Your output should be the line with "Look at the photo above. For every instance of the bare" and all following lines of the data below, through the end, repeated exactly.
━━━━━━━━━━━━━━━━
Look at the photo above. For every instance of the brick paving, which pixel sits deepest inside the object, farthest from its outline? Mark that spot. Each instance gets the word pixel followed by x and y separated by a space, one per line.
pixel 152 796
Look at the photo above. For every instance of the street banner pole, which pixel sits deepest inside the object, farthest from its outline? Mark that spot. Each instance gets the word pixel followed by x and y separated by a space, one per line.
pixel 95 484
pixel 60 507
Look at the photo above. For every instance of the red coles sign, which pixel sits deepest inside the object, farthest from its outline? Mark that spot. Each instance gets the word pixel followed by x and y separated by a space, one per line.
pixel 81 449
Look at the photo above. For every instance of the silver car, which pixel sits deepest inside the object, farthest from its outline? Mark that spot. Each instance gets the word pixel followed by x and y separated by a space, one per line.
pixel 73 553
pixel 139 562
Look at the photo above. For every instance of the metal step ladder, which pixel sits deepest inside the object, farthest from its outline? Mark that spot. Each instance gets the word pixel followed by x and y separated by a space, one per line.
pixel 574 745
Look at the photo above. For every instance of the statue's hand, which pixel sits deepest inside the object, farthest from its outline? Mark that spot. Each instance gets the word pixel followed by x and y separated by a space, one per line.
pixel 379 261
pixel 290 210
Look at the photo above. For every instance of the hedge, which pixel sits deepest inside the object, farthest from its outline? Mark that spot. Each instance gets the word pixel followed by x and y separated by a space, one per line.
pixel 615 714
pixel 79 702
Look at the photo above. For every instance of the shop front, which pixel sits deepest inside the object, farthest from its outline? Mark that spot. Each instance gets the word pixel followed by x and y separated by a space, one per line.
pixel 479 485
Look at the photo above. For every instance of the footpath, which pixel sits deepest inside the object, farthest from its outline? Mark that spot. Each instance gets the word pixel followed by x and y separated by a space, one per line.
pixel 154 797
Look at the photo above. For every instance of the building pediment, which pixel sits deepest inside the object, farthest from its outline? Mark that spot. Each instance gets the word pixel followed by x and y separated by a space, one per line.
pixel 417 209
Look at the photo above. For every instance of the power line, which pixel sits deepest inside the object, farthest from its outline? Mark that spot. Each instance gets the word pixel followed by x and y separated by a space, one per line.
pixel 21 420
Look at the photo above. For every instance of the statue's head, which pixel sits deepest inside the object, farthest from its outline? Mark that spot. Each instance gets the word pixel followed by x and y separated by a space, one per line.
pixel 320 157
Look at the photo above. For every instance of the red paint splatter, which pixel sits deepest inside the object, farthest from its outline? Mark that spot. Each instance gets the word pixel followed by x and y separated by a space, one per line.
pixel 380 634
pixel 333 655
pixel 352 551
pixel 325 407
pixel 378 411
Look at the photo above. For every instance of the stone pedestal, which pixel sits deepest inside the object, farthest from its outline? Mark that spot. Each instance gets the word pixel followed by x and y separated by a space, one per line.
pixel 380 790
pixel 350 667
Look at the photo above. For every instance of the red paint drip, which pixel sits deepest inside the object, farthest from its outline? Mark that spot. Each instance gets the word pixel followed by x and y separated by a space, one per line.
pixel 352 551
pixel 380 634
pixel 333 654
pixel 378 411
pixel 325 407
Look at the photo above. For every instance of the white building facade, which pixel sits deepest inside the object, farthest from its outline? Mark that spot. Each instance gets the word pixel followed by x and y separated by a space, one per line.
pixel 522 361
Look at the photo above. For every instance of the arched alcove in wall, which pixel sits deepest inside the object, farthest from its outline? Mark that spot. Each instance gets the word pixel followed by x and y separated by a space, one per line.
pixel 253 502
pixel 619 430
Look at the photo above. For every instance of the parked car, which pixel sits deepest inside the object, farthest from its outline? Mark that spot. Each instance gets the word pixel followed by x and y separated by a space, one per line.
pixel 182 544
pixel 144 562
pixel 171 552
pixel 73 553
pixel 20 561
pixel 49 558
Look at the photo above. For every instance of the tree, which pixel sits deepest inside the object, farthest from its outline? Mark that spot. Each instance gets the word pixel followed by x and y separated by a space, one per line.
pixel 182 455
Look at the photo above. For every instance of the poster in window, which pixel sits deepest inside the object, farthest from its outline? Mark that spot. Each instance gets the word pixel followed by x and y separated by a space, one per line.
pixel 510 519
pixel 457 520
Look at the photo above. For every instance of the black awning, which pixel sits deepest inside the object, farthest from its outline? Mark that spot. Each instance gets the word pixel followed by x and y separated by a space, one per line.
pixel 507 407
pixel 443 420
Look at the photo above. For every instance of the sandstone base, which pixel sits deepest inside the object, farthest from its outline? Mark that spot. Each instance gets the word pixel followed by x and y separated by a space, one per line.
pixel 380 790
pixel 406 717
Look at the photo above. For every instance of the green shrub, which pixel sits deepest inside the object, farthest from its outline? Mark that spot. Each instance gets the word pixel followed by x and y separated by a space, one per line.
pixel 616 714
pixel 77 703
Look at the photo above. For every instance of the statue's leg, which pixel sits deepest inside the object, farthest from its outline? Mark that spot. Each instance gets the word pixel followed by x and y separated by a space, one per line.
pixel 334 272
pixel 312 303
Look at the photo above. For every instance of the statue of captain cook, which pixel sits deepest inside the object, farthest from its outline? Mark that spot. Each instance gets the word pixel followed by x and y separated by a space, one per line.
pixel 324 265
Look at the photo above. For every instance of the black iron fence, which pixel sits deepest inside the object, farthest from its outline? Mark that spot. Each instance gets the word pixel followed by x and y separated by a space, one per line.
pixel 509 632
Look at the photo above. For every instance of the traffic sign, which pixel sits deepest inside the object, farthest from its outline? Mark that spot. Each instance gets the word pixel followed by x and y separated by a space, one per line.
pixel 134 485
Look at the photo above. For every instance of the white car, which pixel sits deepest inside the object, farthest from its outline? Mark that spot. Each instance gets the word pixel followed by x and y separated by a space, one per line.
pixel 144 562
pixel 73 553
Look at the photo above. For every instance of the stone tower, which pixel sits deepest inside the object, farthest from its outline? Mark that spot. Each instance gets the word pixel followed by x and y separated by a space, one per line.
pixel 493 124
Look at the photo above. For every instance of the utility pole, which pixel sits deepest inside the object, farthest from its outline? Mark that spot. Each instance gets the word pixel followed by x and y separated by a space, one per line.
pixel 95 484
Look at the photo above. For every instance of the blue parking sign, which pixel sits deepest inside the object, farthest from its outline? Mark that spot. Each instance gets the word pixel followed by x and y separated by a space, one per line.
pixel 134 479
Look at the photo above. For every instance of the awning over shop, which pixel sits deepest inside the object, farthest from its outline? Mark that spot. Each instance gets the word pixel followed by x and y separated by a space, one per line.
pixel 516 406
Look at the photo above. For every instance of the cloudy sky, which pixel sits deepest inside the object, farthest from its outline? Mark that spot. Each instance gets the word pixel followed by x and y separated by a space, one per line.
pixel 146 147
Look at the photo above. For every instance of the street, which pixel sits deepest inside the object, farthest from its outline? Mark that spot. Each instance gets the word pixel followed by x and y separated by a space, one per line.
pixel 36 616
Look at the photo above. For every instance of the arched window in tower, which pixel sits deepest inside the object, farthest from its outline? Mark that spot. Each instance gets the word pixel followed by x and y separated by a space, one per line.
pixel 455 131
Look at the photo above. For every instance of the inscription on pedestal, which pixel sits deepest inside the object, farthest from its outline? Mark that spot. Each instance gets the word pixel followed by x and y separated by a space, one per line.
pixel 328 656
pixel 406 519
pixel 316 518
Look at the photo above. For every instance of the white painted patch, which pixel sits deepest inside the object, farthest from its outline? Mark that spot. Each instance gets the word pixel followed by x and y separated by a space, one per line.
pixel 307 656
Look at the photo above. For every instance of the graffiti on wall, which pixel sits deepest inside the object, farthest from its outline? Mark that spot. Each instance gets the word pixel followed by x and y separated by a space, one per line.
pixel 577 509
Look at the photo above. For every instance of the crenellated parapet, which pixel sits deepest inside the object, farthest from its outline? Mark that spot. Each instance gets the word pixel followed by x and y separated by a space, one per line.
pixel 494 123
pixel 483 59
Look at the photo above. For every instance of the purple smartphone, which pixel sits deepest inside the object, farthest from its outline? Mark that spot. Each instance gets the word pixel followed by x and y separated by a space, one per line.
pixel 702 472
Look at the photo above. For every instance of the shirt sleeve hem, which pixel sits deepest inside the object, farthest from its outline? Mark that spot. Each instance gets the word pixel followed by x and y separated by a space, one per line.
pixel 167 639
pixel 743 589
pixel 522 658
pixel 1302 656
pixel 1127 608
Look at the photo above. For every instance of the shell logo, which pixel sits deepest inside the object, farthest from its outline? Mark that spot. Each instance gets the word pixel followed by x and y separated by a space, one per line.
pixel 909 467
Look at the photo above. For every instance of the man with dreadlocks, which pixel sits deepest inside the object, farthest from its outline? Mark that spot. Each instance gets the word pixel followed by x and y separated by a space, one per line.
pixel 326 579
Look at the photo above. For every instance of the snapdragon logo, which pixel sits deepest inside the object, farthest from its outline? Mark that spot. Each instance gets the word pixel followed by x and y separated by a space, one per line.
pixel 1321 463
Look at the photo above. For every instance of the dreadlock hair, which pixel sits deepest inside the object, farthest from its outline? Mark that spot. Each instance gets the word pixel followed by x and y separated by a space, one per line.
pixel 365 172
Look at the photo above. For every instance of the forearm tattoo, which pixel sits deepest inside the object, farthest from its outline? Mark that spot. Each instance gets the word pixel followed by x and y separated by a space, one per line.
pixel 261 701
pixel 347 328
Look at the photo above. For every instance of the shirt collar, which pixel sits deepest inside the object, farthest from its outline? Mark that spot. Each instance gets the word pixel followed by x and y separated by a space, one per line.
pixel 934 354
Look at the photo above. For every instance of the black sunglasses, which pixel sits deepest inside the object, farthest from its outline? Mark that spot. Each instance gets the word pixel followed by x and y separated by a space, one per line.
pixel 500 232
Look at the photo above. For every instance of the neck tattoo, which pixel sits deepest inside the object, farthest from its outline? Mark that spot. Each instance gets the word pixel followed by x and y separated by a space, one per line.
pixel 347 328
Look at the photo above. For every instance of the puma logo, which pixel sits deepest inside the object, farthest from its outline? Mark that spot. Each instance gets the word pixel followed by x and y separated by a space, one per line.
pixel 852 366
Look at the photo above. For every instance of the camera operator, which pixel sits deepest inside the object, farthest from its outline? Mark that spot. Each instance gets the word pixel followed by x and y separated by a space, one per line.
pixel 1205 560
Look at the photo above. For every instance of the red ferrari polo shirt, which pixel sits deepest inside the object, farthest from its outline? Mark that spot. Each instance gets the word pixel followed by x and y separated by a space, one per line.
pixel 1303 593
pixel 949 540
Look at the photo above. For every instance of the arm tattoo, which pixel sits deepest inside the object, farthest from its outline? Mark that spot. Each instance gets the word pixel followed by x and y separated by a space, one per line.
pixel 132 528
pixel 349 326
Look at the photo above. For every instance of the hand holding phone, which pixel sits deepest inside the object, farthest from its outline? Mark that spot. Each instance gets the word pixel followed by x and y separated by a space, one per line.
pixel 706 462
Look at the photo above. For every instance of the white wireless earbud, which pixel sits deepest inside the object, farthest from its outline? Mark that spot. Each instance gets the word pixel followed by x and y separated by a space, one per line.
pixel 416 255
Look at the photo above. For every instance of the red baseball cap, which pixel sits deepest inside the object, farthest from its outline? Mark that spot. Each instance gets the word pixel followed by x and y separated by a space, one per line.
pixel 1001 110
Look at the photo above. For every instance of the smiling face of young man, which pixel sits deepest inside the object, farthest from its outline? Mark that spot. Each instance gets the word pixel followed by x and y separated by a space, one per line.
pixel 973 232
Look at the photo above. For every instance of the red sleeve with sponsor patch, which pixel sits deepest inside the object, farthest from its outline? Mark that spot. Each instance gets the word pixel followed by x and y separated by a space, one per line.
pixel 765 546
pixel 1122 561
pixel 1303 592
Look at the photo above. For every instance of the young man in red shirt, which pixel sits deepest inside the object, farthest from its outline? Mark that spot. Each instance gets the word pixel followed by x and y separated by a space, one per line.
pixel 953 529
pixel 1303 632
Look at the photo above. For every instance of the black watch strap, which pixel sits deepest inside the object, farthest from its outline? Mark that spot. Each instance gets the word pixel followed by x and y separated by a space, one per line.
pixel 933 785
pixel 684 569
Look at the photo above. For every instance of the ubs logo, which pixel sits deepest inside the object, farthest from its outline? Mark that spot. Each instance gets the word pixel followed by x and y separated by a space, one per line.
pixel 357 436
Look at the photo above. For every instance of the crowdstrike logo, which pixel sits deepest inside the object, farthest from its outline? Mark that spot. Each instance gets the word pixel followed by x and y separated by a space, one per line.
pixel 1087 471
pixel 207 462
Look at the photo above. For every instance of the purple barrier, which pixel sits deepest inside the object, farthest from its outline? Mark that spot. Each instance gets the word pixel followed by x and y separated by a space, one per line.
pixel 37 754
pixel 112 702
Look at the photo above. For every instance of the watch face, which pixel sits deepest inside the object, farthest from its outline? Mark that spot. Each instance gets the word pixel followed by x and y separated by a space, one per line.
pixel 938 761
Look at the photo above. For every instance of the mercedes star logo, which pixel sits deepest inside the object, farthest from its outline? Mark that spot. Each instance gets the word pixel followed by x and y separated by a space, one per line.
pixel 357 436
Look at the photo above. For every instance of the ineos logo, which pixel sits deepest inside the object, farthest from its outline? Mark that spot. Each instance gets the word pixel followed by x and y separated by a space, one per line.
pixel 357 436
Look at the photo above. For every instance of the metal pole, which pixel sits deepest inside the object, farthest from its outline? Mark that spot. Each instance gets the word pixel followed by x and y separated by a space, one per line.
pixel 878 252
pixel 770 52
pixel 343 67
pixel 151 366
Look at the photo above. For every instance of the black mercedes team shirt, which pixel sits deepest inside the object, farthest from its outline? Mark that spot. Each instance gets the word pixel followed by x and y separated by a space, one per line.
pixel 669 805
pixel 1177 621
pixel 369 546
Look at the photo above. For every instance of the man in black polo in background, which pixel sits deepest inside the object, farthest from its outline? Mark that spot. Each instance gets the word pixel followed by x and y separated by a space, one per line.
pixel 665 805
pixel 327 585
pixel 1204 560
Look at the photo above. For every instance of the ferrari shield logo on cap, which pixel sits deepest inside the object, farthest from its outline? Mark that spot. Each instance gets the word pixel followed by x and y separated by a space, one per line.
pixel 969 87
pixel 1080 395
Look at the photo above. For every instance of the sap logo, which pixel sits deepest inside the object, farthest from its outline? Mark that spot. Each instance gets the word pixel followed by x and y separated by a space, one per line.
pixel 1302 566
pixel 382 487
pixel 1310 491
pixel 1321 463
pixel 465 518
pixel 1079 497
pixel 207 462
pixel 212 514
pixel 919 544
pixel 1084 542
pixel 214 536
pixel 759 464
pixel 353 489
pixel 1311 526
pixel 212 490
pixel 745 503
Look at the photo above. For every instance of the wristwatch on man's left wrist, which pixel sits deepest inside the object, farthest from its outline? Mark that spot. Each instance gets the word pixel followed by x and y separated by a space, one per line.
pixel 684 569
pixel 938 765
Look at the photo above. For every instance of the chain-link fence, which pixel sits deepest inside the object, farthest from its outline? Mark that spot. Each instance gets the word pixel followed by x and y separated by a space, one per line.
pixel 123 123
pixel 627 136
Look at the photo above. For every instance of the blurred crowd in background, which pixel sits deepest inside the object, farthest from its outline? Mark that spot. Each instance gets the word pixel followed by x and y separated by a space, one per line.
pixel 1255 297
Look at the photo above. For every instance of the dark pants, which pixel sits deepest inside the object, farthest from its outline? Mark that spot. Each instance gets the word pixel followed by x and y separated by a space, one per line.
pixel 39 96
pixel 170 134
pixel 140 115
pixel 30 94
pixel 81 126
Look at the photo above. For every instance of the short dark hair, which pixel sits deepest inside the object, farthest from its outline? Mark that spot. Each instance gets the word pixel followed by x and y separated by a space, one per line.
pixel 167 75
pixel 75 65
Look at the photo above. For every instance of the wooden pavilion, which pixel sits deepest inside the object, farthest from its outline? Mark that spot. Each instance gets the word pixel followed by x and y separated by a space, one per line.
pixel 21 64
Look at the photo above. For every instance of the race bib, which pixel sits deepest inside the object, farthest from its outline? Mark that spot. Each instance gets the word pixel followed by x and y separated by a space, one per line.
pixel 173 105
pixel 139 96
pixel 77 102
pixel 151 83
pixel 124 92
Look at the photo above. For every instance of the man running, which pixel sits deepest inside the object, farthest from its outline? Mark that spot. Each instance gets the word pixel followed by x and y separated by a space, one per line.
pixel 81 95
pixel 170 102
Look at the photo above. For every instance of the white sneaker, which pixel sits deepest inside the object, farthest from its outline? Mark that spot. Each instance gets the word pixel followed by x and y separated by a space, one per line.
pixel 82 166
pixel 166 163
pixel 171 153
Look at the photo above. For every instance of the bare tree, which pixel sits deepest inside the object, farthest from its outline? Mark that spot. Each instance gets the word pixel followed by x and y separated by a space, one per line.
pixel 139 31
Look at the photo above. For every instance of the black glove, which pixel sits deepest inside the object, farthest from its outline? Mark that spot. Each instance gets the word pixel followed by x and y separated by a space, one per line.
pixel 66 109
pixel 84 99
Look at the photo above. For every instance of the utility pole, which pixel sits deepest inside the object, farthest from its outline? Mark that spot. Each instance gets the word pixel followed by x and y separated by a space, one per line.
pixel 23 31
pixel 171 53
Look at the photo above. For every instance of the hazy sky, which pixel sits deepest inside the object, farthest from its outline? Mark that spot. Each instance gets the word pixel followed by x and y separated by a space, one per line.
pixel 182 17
━━━━━━━━━━━━━━━━
- FINAL ANSWER:
Look at the photo above. For every instance of the bare tree, which pixel sits deepest inside the object, farthest from its outline? Mark that spot. Each instance gets the word pixel followed by x and y separated by a space, one per line.
pixel 139 31
Look at the photo above. For every instance of the black glove, which pixel sits deepest inside the object, farthest from its outline? Mark that spot. Each instance gets the word pixel followed by x and y separated by a space, one per line.
pixel 66 109
pixel 84 99
Look at the photo above. For every instance of the utility pole, which pixel sits deepest inside the object, farthest from its outline? Mark that spot. Each instance gets the word pixel followed by x and y separated by a space, one per line.
pixel 23 31
pixel 171 53
Look at the photo above. For every instance of the hazy sky, which pixel sits deepest inside the object, farthest from its outline? Mark that spot. Each instance gets the word pixel followed by x and y separated by a space, one per line.
pixel 182 17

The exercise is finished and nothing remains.